THE EXERCISE: Put all the rows below into a two-column CSV with the headers input and output, one line per text with its answer, each in a quoted field with line breaks changed to spaces. Leave out the pictures.

INFORMATION SUPPLIED:
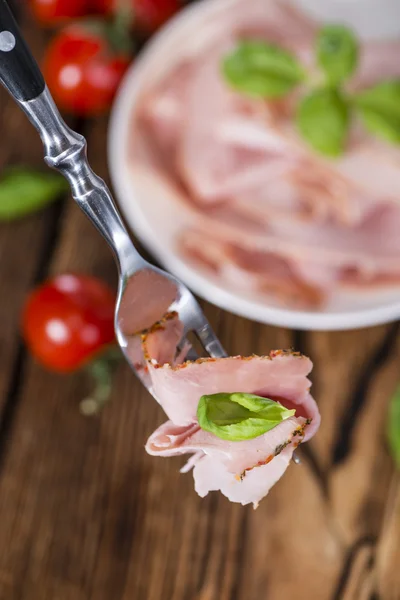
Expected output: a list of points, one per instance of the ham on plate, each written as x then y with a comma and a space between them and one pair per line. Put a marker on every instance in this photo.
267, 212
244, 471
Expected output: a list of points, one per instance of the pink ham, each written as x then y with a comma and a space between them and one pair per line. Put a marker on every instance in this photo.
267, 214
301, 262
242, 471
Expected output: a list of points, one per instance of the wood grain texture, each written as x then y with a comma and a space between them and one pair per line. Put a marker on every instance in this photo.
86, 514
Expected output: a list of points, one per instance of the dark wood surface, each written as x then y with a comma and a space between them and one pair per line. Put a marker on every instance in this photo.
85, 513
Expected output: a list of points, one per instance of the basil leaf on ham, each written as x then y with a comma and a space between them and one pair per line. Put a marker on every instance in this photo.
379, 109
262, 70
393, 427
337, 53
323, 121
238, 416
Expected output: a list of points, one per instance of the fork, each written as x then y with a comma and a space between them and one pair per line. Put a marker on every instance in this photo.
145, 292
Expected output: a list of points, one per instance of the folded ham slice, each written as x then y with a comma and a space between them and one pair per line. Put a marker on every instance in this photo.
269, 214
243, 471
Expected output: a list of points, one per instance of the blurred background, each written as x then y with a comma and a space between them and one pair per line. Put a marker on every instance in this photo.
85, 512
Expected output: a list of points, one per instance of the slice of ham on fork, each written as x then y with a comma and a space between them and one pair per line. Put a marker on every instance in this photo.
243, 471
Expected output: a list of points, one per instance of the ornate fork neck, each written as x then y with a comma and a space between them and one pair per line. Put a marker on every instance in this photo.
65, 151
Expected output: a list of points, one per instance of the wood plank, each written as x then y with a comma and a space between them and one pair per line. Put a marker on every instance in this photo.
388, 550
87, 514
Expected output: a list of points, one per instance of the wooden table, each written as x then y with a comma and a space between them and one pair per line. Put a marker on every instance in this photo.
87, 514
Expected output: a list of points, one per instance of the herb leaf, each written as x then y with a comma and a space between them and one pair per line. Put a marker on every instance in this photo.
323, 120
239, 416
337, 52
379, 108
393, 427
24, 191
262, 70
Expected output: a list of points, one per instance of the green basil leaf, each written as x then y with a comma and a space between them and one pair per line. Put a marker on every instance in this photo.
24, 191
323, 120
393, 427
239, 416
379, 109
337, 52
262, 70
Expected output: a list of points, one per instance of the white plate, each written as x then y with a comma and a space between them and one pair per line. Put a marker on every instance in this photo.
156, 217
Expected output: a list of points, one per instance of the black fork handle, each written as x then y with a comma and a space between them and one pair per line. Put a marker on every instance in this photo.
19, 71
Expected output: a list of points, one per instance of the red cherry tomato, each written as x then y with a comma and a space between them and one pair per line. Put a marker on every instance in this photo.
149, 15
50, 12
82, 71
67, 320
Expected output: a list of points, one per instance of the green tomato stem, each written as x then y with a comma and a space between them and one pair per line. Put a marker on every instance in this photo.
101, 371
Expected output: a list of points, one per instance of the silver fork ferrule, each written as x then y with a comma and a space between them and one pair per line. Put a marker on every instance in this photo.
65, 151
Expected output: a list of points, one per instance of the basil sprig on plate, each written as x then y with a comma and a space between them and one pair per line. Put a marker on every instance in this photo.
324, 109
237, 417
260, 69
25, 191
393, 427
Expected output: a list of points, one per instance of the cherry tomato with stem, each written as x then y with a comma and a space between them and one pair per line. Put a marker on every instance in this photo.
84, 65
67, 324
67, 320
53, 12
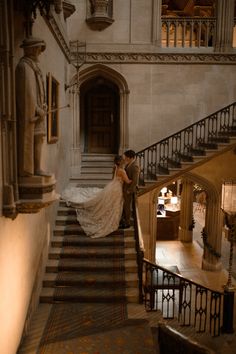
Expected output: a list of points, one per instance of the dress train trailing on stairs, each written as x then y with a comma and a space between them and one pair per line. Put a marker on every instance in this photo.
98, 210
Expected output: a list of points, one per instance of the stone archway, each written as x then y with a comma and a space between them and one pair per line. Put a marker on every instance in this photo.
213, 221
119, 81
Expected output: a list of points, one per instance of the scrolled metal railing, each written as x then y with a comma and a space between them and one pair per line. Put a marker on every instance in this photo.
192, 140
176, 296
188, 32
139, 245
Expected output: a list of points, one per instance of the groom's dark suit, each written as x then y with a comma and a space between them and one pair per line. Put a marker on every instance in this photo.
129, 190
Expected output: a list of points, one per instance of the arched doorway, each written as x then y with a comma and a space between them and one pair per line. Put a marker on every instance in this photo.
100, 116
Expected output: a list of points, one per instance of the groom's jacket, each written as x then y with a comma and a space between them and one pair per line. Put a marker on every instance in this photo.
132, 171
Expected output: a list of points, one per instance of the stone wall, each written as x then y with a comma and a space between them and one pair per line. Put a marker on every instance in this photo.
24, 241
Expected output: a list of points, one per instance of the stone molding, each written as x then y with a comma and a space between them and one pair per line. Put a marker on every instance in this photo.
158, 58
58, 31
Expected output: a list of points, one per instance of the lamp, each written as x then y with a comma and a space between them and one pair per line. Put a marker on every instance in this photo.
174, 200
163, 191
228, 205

EXERCISE RESULT:
input,output
"Expected output: a list of points, one per instance of the ham on plate, each written as x then y with a comma and a space between them and one pair per line. Put a marker on every instance in this photo.","267, 212 244, 471"
"Expected output: a list of points, one per instance of the pink ham, each written as x then y with a comma and a space between them and one pair per line. Put a marker on every instance in this photo.","267, 214 301, 262 242, 471"
"Expected output: a list of points, one per instance of the wood grain texture, each written as x then y with a comma and a space between them and one pair per line. Put a marker on every instance in this photo.","86, 514"
"Expected output: a list of points, one per instance of the dark wood surface, each written as x then y with a comma and a space between them and one pair per line. Put a marker on every instance in this photo.","85, 513"
"Expected output: a list of points, one per instance of the basil leaf on ham, each written as x then y with a comma and a space between them and one pair per line. Put a marker on every instance in this photo.","379, 109 262, 70 393, 427 337, 53 323, 121 238, 416"
"Expected output: a list of points, one per instance of the fork, each written as x then y with a comma and a space between them and one pair per line. Put a marker on every instance in this photo.","145, 292"
"Expected output: a list of points, one per instance of the folded ham slice, each written as x then y with a comma and a space between them and one pair per line. Put a marker on every instance in this photo.","269, 214 243, 471"
"Expected output: a list of points, one per instance of the blurred background, each written as x then y with a comma and a space between them and one pair per line. Put a marker on every instance in this photo.","85, 512"
"Expected output: a list of points, one per instance of the slice of ham on fork, each written as x then y with a comma and a space between them and one pair per line. Put a marker on every instance in this photo.","243, 471"
"Expected output: a list of points, one per instance of the ornate fork neck, each written as x then y with a comma and a space between them and one pair per line. Put a marker on every instance in this photo.","65, 151"
"Expected output: a list of points, one per instance of the wood plank, each written as x then y with a comma and a space between them and one pair per line. Put a marker on every instance in this photo.","388, 550 87, 514"
"Expected output: a list of points, one per instance of the wooden table, each written as x then y with a comma and a space between them and one pair per line. Put a marker on every instance in this photo.","87, 514"
"Expected output: a list of points, one per instance of the herb leaf, each written as x then y with a comma and a space between them and one pair per line. Put a marker on every instance in this photo.","323, 120 239, 416 337, 52 379, 108 393, 427 24, 191 262, 70"
"Expected output: a list of points, one per instance of the green basil leaf, each written as x then y with a comma and a space between them and one pair per line. Put a marker on every instance in this photo.","24, 191 323, 120 393, 427 239, 416 379, 109 337, 52 262, 70"
"Expected output: a list of points, one per instance of the white plate, each written as x then y with a comma and a space between them and one pair per line. Put a marker on every instance in this photo.","156, 217"
"Expected output: a list of points, one per instance of the black fork handle, each written as x then y with a comma and a space between them and one pair per line. Put a marker on every instance in this photo.","19, 71"
"Expected output: a list of points, one per instance of the red cherry tomato, each written as x then y with a comma and a space between them and one pair per line. Put a marker on every instance in this photo.","149, 15 50, 12 82, 71 67, 320"
"Expected output: a list of points, one per instance of the green tomato stem, each written as x then y with a comma and a space between them and one pair per line. Put a marker on every instance in this photo.","101, 371"
"Expected output: a list of points, one per instance of the silver fork ferrule, each written as x then y with a comma and a space between them and one pair per line. Put a marker on every instance in this photo.","65, 151"
"Expected output: a list of points, one per instance of the basil sprig on plate, each written as x then y with a comma and a space between them and one pair per line. Put a marker on every instance in this photo.","324, 109 237, 417 260, 69 25, 191 393, 427"
"Expected output: a list of points, one per instance of the cherry tomato with stem, each written as x then y with a comma and a space between them and one pair per line. Put a marker on every instance in this photo.","84, 65 67, 324 67, 320 53, 12"
"Expected output: a list of points, one per instance of the dress train trailing on stairs, each written as x then y with a comma and a space between them and one pair per line. Put a marker on every instance in this photo.","98, 210"
"Expected output: a list of points, one per instance of the stone archway, each written as x then y with a comma and a space between them and one pair per line. Put a marker on every instance in this photo.","213, 221 119, 81"
"Expected output: a list of points, one per instance of the scrolled metal railing, each written as x then y with a comma and a space between them and one pair per line. Put a marker on every instance in this photo.","192, 140 176, 296 188, 32 139, 245"
"Expected output: a list of points, one per instance of the groom's dark suit, each written as x then y with a comma and a space between them and one pair per line. Put a marker on every instance in this photo.","129, 190"
"Expected output: a list of points, one per instance of the arched doorway, each written as x then y with a comma and a space between them and one pair per line. Put a marker on every instance in this photo.","100, 116"
"Expected output: a list of points, one per instance of the groom's jacket, each written as x then y with a comma and a space between them and one pair per line. Put a marker on every instance in this photo.","132, 171"
"Expected output: a list of points, one per instance of the stone wall, each written as x then y with a comma and a space between them and one pair per line. Put a marker on every instance in this photo.","24, 241"
"Expected output: a list of points, one per instance of the stone molding, each written as x then y with a comma and a space between them and one pair per line. Put a marker on every instance in this photo.","158, 58 58, 31"
"Expected output: a list of points, one per instance of the lamp, each written as x then y with a comma and a space between them and one pair per line. Put a marker on every instance in this photo.","174, 200 163, 191 228, 205"